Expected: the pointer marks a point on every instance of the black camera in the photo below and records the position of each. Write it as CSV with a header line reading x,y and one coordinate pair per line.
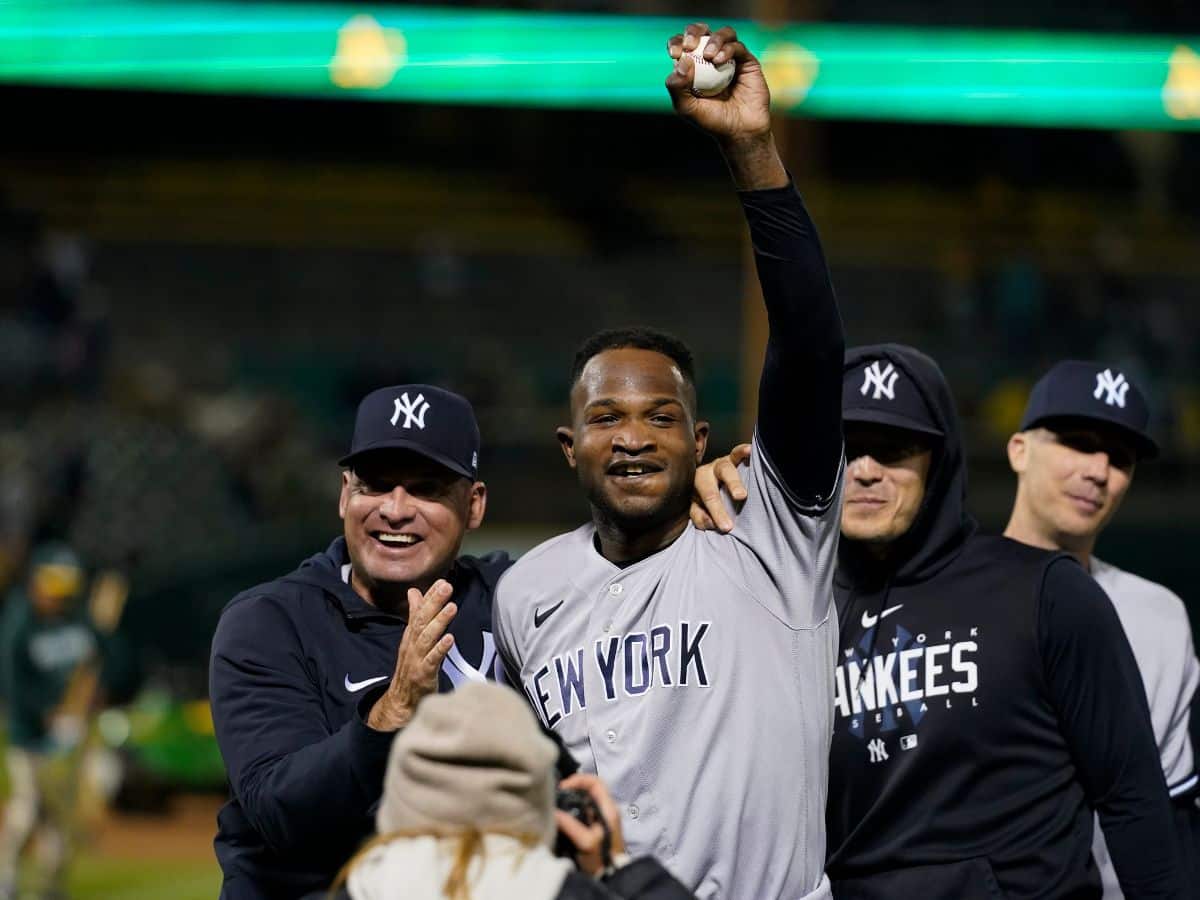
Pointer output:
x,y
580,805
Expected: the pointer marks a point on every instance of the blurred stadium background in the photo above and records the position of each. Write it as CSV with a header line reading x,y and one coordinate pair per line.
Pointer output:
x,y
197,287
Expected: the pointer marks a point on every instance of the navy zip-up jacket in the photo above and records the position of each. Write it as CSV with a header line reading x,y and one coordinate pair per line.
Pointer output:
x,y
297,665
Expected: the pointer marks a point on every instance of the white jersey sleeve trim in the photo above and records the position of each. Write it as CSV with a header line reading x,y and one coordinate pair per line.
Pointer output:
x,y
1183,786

+---+

◆ **Requirement**
Apart from the pictures, every line of the data above should be given again exactly.

◆ **Task solution**
Expected: the pointer marks a point on every instance of the black camera in the photo below and records the position of each. Write it as CSV with a header line reading x,y and one coordinate pair per line.
Pointer output:
x,y
580,805
Expected: the pointer marks a point on every instance of the blurred stadium background in the photo above and records the position of each. Write it as CSV with a header line reading x,y and one coordinate pair per line.
Pointer output:
x,y
197,287
Expected: the pointer marks a point on every instance of the navy zip-up jacket in the photo above and records the position of each. Write it as CSV with a header line reading x,y and one coordinate pair per line.
Pointer output:
x,y
297,665
Expected: the pointer marks a point on every instance of the white jersey sleeve trim in the photo above and records the position of each. Write it as CSV with a header line reading x,y and one coordinate pair per line.
Pointer output:
x,y
1183,786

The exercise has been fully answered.